§ WORK TASK: From the text about the book Anatomy of an Epidemic, list each award or honor it credits to Whitaker.

§ EXCERPTED TEXT:
· · ·

Every once in a while, good journalism can expose a great lie that has gone mostly undetected – and unpublished – for decades. Case in point: Anatomy of an Epidemic, a new book by Robert Whitaker.
First, consider a few facts:
- Between 1996 and 2005, the number of Americans taking antidepressants doubled.
- Mental illness disability rates have doubled since 1987, and increased six-fold since 1955.
- According to the Centers for Disease Control, antidepressants are now the most commonly prescribed class of drugs in the U.S. — ahead of drugs for cholesterol, blood pressure and asthma.
- Of the 2.4 billion drugs prescribed in 2005, 118 million were for depression.
- Antidepressant and antipsychotic drugs gross more than $25 billion each year in the U.S.
Now, people who have followed me for any length of time know that I’m an advocate for drug-free health care. You know my bias. But this is not another one of Terry Rondberg’s tirades against the pharmaceutical companies.
This book, Anatomy of an Epidemic, is written by a former reporter for the Boston Globe. He won a George Polk Award for medical writing, a National Association of Science Writers Award for best magazine article, and was a finalist for a Pulitzer Prize. In other words, Whitaker is an investigative journalist, not some nut with an ax to grind.

· · ·

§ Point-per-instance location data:
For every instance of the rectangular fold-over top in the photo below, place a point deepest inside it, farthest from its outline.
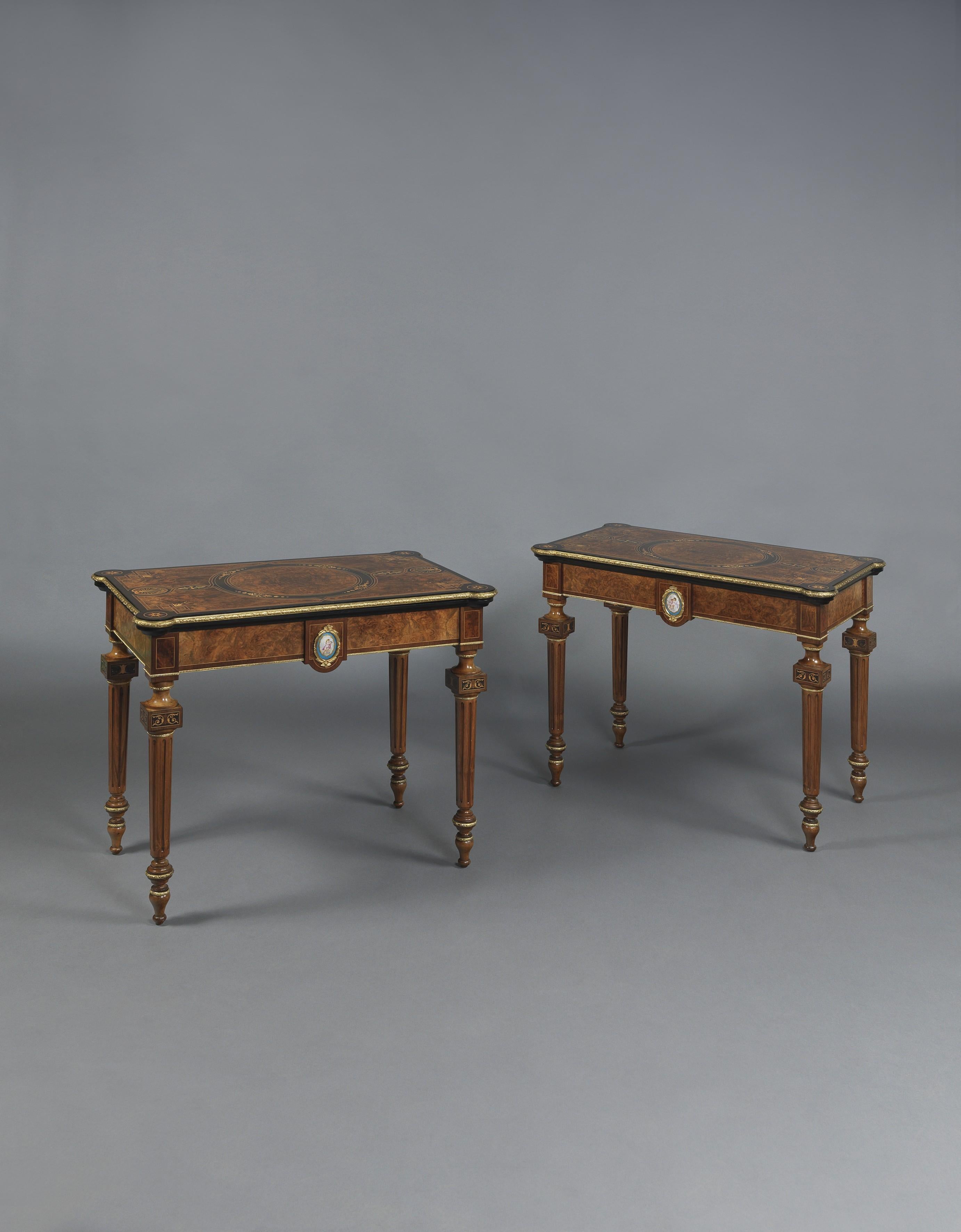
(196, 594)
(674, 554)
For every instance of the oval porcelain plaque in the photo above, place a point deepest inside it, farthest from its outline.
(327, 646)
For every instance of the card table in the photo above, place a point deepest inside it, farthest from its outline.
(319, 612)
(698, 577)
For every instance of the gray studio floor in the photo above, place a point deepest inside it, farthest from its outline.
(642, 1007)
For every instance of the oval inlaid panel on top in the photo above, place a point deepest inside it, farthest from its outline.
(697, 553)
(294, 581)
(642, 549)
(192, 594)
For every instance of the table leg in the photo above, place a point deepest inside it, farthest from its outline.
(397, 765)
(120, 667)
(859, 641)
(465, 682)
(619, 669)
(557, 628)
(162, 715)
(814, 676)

· · ·

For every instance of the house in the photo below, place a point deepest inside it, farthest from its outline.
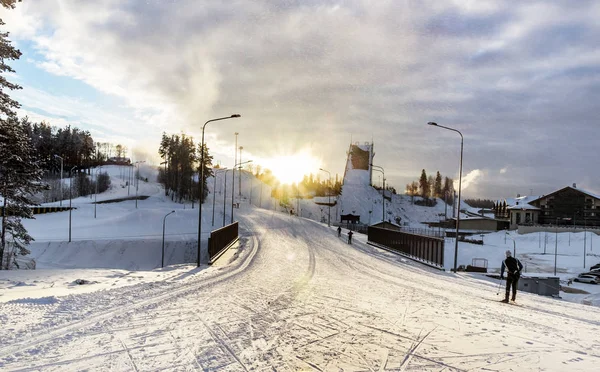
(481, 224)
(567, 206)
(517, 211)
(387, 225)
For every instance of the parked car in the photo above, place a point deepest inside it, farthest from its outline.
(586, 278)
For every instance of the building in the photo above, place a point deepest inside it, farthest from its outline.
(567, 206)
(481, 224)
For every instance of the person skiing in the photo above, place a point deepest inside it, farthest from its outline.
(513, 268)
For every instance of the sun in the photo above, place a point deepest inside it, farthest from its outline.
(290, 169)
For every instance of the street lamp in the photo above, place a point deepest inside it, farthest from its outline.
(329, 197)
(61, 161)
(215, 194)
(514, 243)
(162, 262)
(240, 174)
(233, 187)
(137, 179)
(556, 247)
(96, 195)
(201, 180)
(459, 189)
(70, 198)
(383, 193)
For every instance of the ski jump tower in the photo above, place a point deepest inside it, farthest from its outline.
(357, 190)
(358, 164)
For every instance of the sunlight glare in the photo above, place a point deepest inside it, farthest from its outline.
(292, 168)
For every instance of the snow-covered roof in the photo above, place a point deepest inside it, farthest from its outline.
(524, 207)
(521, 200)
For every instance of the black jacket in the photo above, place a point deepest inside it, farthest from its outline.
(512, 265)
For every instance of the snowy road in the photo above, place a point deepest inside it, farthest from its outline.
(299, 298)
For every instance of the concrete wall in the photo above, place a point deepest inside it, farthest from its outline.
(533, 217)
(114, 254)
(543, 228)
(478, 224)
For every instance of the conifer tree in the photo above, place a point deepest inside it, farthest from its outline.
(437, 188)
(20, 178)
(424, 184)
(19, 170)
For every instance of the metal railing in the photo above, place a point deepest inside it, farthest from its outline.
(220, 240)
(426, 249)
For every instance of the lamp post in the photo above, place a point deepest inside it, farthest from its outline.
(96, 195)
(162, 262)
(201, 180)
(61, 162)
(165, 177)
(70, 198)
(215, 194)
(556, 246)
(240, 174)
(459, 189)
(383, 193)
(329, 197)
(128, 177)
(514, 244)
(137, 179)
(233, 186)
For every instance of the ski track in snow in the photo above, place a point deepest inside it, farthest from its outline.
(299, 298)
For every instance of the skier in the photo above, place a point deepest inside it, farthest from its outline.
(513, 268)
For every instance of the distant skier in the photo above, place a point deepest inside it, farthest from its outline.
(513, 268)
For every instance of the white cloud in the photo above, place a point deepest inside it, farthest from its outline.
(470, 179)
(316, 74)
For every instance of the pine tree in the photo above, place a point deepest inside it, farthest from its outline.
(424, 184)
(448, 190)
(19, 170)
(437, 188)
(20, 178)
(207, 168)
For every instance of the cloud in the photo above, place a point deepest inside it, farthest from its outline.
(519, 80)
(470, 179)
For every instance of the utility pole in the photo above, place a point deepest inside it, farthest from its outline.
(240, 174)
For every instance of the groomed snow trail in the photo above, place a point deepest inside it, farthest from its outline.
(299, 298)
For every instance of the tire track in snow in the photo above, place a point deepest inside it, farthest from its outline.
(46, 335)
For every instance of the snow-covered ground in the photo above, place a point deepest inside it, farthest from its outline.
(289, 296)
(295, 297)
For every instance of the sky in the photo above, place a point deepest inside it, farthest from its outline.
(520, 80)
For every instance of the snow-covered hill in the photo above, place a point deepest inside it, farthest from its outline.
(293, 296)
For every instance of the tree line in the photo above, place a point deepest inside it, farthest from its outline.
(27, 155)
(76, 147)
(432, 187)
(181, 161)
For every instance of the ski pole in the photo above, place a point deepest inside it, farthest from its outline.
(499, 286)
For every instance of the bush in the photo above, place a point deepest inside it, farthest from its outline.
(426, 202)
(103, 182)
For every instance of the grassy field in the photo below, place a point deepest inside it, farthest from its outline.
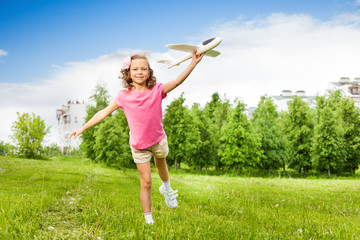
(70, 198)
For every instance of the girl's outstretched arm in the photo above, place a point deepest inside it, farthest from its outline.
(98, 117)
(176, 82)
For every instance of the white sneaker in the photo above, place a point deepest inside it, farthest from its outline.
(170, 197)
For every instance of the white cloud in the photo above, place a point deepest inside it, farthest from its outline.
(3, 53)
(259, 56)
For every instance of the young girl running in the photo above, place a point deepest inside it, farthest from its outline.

· · ·

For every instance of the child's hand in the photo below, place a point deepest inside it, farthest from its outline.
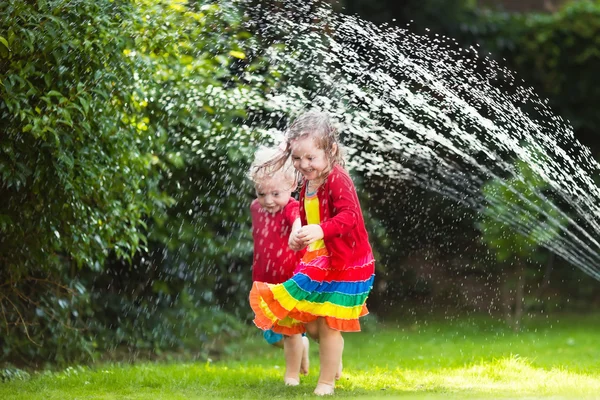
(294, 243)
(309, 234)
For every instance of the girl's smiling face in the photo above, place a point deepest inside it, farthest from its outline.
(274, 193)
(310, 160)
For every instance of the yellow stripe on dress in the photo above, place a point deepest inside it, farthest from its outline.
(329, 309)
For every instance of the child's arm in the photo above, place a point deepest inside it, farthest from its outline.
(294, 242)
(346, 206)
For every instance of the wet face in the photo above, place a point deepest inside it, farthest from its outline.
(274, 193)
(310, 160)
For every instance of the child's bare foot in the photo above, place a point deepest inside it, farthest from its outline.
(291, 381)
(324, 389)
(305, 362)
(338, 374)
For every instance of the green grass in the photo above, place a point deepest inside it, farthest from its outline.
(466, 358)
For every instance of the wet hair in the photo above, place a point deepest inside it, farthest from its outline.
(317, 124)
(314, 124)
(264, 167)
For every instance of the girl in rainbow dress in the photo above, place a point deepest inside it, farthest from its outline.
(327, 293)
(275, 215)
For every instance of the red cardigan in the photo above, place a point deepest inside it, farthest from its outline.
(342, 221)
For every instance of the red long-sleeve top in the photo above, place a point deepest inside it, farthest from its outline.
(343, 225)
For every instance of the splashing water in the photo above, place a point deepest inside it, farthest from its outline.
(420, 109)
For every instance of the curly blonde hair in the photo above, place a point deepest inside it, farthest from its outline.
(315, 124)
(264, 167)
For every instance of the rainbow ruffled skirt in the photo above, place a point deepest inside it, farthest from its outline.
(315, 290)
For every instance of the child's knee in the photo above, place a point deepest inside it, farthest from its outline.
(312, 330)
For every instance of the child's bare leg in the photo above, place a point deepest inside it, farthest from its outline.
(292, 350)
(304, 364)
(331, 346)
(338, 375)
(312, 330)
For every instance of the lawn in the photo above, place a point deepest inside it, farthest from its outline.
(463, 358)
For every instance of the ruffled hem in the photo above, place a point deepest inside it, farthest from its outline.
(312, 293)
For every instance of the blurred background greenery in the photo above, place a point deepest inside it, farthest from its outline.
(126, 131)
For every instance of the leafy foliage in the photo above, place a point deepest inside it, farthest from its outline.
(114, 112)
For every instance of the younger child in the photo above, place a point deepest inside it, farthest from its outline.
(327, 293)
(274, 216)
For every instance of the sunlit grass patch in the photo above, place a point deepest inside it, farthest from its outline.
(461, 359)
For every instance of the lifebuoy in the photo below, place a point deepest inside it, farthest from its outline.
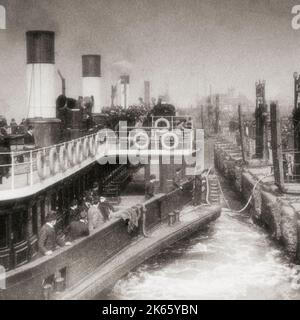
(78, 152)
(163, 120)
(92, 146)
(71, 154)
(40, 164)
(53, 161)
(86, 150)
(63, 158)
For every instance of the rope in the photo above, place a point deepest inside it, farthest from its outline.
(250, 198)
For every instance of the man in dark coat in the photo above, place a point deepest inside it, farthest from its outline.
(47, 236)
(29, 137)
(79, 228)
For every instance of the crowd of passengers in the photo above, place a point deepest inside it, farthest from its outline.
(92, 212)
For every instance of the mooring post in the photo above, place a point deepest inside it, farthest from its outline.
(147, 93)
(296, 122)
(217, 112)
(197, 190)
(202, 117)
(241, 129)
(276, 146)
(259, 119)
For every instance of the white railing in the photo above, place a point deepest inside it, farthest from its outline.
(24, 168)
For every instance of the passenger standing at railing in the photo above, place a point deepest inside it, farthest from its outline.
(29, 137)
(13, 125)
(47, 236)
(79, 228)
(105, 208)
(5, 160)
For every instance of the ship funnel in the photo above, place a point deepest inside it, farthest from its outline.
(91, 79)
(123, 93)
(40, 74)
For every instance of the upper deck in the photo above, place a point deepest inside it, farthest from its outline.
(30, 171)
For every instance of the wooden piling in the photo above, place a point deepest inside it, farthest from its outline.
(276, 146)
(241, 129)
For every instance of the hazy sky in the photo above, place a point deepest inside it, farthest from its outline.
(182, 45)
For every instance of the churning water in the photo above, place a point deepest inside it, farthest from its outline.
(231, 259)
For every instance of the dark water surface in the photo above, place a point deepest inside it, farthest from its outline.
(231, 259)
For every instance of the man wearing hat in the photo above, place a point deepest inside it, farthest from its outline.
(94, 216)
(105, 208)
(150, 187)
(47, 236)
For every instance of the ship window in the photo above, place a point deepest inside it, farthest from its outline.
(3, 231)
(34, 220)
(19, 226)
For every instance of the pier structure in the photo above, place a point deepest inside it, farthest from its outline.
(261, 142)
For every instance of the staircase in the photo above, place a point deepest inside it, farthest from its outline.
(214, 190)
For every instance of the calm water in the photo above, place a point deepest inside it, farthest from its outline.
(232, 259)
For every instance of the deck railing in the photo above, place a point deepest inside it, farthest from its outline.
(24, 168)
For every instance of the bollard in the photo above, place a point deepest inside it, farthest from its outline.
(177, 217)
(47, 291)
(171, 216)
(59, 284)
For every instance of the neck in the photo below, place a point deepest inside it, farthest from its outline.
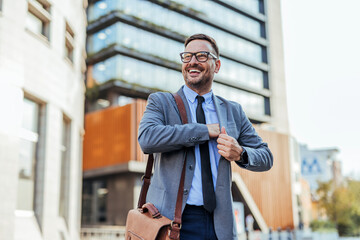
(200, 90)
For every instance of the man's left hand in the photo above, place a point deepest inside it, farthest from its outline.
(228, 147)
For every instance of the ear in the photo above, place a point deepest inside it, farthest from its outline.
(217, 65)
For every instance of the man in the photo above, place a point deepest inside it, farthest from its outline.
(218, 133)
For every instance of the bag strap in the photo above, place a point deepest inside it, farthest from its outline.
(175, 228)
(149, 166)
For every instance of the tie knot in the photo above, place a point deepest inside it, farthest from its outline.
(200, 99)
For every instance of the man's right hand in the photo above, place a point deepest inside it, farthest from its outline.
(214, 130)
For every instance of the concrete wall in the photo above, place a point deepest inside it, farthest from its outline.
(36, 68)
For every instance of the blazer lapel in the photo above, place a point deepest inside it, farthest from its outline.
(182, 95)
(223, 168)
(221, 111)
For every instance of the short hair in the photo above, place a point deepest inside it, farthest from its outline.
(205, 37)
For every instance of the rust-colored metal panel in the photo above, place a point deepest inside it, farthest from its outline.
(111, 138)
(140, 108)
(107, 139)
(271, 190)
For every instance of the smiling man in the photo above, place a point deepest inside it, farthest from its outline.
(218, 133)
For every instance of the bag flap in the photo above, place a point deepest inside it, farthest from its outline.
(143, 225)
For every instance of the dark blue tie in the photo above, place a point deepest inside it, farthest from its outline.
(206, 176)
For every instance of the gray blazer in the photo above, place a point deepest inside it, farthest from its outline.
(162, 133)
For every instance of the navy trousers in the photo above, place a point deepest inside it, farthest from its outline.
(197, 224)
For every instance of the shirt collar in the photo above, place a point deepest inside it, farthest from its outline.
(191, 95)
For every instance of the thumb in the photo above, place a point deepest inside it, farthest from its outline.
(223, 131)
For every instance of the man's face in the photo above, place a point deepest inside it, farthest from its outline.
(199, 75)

· · ·

§ OUTPUT FOR THIS EXERCISE:
- George Polk Award for medical writing
- National Association of Science Writers Award for best magazine article
- Finalist for a Pulitzer Prize